▶ _Referring expression pointing data_
--*--

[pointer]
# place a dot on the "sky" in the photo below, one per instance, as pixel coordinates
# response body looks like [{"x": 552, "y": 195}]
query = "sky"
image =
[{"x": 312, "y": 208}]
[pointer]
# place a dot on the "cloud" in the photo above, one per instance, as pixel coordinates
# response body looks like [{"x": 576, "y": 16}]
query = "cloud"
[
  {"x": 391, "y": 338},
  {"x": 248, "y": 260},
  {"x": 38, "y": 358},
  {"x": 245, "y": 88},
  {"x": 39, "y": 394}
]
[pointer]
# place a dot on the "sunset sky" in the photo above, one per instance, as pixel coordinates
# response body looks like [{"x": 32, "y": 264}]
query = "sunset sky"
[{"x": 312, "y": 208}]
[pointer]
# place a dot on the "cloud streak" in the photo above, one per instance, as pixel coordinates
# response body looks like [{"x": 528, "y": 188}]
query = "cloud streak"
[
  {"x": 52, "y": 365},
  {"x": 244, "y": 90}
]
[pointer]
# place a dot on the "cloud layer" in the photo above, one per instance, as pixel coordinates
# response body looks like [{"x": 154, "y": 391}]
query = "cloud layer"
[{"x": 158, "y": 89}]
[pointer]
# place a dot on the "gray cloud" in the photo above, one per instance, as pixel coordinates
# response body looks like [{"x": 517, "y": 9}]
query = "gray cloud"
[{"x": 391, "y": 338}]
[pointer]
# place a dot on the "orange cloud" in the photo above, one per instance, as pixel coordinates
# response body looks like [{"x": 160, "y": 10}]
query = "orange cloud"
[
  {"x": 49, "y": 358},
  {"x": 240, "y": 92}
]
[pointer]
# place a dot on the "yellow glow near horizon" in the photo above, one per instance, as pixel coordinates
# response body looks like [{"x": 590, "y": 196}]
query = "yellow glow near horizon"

--*--

▶ _DESCRIPTION OF THE TASK_
From the records given above, copy all lines containing "looks".

▶ _ANSWER AREA_
# response body looks like [{"x": 552, "y": 195}]
# response body looks like [{"x": 576, "y": 16}]
# response body looks like [{"x": 32, "y": 264}]
# response body looks like [{"x": 528, "y": 188}]
# response body looks like [{"x": 154, "y": 391}]
# response body looks like [{"x": 517, "y": 9}]
# response body looks like [{"x": 160, "y": 10}]
# response body looks like [{"x": 590, "y": 196}]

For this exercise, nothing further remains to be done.